Application terminology

Applications (and builds)

An application typically has many different Application documents: one for the current/primary/canonical application, plus one for each saved build. The current app’s id is what you’ll see in the URL on most app manager pages. Most pages will redirect to the current app if given the id of an older build, since saved builds are essentially read-only.

In saved builds, copy_of contains the primary app’s id, while it’s None for the primary app itself. If you need to be flexible about finding primary app’s id on an object that might be either an app or a build, use the property origin_id.

Within code, “build” should always refer to a saved build, but “app” is used for both the current app and saved builds. The ambiguity of “app” is occasionally a source of bugs.

Every time an app is saved, the primary doc’s version is incremented. Builds have the version from which they were created, which is never updated, even when a build doc is saved (e.g., the build is released or its build comment is updated).

When a user makes a build of an application, a copy of the primary application document is made. These documents are the “versions” you see on the deploy page. Each build document will have a different id, and the copy_of field will be set to the ID of the primary application document. Both builds and primary docs contain built_on and built_with information - for a primary app doc, these fields will match those of the most recent build. Additionally, a build creates attachments such as profile.xml and suite.xml and saves then to the build doc (see create_all_files).

When a build is released, its is_released attribute will be set to True. is_released is always false for primary application docs.

Modules

An application contains one or more modules, which are called “menus” in user-facing text. These modules roughly map to menus when using the app on a device. In apps that use case management, each module is associated with a case type.

Each module has a unique_id which is guaranteed unique only within the application.

Forms

A “form” in HQ may refer to either a form definition within an application or a form submission containing data. App manager code typically deals with form definitions.

> **EXTRACTED INFORMATION**
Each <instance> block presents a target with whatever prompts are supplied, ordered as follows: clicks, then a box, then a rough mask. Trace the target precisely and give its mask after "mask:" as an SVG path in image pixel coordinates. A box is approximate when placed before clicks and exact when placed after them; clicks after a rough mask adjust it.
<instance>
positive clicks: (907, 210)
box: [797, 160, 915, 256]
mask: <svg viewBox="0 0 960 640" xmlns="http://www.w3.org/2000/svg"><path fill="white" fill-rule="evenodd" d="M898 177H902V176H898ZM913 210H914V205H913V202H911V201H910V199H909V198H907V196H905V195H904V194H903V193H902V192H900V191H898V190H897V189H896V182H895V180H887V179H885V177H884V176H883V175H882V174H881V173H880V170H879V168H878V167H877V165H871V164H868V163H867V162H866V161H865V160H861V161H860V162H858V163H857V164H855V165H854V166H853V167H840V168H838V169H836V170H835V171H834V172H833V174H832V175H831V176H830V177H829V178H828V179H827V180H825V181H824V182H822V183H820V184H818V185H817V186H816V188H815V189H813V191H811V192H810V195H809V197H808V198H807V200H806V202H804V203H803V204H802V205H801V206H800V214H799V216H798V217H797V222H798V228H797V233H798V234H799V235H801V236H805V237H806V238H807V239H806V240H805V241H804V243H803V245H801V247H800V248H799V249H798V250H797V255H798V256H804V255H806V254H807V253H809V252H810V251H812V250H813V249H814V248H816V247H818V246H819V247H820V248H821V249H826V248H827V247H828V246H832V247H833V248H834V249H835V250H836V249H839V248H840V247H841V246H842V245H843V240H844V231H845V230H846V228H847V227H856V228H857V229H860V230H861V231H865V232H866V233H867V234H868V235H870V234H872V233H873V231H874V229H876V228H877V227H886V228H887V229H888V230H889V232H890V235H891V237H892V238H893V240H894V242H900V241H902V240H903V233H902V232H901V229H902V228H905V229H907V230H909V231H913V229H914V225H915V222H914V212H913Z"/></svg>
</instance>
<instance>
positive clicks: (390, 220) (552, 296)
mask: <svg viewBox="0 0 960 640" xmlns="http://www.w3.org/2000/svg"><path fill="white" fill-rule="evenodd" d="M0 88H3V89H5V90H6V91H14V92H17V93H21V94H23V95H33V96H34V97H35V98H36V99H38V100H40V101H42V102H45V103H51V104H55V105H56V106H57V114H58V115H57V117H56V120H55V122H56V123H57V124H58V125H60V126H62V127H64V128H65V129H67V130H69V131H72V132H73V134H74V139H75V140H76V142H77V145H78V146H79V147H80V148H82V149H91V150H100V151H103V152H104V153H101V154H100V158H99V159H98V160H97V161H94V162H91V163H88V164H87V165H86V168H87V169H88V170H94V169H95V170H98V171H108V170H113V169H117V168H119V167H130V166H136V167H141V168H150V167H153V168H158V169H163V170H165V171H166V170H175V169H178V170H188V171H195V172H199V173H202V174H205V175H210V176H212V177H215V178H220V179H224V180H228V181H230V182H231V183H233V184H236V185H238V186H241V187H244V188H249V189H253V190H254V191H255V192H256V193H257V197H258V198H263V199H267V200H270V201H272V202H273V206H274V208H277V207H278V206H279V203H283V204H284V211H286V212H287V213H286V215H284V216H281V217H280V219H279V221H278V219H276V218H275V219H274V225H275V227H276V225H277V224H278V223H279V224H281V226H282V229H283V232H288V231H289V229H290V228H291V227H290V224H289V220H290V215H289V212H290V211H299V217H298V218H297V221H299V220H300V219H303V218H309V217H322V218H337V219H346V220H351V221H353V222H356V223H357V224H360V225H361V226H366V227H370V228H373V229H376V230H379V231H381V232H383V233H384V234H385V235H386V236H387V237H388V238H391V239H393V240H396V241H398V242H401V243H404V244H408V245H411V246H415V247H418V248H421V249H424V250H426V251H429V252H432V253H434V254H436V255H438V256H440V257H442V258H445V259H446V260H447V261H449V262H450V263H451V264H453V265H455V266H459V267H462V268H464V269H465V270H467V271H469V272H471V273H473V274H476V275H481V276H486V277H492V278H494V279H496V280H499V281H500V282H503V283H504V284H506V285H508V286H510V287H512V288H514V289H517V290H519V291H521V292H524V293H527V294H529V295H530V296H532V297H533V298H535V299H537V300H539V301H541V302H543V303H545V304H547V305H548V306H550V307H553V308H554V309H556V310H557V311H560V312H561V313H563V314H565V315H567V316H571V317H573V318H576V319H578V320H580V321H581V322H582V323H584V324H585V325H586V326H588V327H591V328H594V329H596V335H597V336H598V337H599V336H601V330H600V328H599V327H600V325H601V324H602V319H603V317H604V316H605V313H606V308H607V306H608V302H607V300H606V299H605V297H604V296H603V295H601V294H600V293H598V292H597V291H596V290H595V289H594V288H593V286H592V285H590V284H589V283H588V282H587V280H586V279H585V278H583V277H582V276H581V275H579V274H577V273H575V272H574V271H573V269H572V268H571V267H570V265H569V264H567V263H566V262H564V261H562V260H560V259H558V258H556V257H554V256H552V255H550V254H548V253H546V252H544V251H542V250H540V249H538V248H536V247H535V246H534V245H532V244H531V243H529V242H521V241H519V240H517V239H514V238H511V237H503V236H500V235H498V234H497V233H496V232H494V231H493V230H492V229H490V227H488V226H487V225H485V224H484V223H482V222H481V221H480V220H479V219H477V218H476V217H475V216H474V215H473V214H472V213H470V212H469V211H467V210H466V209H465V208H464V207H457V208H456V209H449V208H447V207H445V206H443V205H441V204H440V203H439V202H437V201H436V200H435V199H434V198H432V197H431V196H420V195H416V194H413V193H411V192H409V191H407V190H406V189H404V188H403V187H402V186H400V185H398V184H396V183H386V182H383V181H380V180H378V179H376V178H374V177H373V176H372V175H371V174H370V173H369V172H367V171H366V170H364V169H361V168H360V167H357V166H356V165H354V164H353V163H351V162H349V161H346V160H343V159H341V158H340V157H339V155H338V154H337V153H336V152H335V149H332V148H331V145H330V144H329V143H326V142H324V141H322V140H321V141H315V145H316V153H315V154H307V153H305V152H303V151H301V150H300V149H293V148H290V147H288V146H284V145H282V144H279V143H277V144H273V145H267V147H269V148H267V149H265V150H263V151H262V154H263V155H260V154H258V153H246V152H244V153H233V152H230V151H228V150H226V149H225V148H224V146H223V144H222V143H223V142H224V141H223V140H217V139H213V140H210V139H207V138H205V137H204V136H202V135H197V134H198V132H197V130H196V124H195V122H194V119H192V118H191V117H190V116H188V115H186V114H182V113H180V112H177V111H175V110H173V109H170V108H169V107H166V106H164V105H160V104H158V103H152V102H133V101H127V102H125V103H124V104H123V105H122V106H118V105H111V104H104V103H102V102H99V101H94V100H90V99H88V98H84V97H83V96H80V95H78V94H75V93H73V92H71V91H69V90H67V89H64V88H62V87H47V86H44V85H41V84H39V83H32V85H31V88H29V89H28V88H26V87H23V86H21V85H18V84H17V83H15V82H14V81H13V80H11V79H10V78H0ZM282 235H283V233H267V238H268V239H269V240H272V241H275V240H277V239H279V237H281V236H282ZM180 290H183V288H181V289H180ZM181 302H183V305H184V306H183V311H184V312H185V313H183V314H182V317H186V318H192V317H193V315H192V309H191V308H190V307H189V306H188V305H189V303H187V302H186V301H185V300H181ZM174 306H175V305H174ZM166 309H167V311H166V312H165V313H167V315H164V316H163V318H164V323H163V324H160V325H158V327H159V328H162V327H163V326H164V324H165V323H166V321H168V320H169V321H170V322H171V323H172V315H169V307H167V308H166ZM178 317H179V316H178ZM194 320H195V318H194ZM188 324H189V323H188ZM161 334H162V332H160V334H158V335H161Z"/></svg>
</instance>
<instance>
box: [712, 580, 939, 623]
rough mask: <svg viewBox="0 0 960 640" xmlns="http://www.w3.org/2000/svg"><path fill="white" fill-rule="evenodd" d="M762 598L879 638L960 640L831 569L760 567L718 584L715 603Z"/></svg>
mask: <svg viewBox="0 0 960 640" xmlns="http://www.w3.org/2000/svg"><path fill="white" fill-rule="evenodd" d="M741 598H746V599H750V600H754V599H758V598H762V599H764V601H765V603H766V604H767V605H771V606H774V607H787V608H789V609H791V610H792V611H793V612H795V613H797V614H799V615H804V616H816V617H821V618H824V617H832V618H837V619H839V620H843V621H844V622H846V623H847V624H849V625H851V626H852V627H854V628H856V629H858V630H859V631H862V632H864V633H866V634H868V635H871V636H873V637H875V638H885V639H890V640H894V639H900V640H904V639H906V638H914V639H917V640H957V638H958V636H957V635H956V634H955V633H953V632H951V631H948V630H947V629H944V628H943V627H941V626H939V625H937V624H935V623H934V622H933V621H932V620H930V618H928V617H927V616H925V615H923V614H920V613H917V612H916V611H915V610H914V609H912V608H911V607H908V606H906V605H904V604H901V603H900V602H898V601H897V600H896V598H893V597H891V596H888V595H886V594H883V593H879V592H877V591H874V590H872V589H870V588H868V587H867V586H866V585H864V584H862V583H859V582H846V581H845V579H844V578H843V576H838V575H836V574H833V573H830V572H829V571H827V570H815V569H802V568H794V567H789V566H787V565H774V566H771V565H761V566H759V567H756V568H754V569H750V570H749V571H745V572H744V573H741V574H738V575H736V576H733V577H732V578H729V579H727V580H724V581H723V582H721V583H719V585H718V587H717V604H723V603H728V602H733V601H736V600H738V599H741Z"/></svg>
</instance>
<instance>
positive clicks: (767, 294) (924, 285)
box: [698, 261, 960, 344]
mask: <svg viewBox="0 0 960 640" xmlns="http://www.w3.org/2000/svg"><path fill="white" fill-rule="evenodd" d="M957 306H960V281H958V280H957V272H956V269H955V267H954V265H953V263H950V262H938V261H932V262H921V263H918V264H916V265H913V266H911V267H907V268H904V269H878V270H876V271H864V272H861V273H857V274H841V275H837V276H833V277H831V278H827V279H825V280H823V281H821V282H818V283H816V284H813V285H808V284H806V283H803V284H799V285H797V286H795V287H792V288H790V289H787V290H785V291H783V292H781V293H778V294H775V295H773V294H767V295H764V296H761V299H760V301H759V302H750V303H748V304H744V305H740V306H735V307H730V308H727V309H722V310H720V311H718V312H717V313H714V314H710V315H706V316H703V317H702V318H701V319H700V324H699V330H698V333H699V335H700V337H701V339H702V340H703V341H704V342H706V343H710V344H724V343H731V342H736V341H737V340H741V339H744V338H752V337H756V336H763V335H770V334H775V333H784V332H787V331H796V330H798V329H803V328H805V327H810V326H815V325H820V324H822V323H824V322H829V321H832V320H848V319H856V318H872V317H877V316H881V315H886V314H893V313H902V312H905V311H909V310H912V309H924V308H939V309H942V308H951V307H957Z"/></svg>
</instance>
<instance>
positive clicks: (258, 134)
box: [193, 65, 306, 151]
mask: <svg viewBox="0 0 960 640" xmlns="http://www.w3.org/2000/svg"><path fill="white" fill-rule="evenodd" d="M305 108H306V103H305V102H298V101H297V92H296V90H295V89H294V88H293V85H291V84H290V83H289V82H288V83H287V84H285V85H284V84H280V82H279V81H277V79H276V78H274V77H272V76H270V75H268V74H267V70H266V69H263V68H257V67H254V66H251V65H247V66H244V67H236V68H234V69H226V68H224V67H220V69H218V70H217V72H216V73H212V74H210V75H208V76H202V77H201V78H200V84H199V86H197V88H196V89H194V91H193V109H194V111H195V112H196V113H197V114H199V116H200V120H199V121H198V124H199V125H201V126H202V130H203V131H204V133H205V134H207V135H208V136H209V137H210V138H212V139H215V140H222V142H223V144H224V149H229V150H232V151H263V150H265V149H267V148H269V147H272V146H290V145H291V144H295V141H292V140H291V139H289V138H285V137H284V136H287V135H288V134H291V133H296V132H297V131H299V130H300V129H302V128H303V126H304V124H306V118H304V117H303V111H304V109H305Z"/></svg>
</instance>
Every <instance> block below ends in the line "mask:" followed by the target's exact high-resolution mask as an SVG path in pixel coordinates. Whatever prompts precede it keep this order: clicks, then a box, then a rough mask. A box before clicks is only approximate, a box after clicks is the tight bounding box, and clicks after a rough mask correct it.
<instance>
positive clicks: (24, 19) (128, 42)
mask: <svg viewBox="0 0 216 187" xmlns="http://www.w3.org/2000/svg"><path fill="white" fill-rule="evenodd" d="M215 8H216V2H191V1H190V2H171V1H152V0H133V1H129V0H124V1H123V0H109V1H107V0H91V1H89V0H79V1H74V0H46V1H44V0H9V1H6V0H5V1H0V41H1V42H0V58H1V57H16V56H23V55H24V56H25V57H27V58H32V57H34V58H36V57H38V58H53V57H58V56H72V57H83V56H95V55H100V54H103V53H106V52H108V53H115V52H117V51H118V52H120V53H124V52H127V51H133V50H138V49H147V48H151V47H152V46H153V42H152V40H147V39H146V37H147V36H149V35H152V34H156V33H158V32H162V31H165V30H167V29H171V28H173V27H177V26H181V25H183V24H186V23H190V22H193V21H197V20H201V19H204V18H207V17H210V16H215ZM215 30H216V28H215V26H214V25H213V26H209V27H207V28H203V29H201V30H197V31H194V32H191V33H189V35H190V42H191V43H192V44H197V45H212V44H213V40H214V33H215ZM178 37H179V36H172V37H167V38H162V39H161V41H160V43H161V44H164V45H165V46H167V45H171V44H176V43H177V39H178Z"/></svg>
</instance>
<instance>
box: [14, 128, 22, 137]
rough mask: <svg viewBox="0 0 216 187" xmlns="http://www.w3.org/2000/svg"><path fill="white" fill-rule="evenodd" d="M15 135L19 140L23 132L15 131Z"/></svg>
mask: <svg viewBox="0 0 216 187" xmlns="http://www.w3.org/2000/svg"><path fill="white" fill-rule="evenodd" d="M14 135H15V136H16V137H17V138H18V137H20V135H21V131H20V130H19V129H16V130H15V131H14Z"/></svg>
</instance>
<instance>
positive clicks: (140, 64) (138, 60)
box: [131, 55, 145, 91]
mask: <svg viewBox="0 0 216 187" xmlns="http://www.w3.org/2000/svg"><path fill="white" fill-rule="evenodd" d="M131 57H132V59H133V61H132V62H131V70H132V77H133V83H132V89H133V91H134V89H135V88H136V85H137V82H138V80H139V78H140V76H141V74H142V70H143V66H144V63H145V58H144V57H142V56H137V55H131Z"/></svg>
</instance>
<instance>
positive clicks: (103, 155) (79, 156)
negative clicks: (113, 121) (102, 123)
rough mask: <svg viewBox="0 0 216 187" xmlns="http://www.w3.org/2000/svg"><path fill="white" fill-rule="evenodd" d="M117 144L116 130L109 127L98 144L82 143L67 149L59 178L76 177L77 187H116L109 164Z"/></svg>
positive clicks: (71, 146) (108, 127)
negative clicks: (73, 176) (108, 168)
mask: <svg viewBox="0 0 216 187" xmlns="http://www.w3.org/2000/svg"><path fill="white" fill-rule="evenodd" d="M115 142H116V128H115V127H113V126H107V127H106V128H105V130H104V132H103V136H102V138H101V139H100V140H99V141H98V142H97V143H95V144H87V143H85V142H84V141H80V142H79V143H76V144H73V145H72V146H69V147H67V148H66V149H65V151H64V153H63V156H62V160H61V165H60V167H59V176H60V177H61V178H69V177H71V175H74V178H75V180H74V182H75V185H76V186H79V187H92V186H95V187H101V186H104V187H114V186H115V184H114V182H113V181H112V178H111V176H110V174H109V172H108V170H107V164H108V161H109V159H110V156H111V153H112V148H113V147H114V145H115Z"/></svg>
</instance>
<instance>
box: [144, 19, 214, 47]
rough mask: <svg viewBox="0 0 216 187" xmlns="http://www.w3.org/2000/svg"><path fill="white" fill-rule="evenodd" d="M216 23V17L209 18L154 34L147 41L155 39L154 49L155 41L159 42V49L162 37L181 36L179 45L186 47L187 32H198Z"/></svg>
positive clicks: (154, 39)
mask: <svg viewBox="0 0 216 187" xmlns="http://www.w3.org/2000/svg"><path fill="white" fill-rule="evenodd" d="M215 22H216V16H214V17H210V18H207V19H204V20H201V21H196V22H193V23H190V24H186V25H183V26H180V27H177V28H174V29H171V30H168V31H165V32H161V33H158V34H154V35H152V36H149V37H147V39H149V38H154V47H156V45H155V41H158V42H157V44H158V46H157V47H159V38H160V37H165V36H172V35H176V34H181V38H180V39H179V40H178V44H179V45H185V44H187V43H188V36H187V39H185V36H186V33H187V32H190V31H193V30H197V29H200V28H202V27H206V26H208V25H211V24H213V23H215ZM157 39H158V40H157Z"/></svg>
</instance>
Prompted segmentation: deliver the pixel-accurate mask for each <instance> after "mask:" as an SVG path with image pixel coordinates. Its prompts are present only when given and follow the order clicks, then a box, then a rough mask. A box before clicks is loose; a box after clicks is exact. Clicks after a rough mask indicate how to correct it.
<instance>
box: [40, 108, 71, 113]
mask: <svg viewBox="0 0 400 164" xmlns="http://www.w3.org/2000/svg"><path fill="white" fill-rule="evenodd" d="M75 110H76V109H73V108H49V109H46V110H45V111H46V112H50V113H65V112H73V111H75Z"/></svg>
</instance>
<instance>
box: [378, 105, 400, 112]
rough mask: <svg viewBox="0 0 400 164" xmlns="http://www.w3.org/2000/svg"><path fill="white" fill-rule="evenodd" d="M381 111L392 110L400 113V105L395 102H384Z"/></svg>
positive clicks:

> **WHAT TO WORK ON**
(1) Reproduce the application terminology text, everything from "In saved builds, copy_of" down to "comment is updated).".
(2) Using the application terminology text, decide whether each statement agrees with it. Answer yes or no, and quote the text's deciding words for each.
(a) A module's unique_id is guaranteed to be unique across all applications.
(b) Primary application docs always have is_released set to false.
(c) In saved builds, copy_of is None.
(3) According to the application terminology text, what are modules called in user-facing text?
The rows have no connection to the application terminology text.

> **RESPONSES BY TASK**
(1)
In saved builds, copy_of contains the primary app’s id, while it’s None for the primary app itself. If you need to be flexible about finding primary app’s id on an object that might be either an app or a build, use the property origin_id.

Within code, “build” should always refer to a saved build, but “app” is used for both the current app and saved builds. The ambiguity of “app” is occasionally a source of bugs.

Every time an app is saved, the primary doc’s version is incremented. Builds have the version from which they were created, which is never updated, even when a build doc is saved (e.g., the build is released or its build comment is updated).

(2)
(a) No: "Each module has a unique_id which is guaranteed unique only within the application."
(b) Yes: "is_released is always false for primary application docs."
(c) No: "In saved builds, copy_of contains the primary app’s id, while it’s None for the primary app itself."

(3) Menus.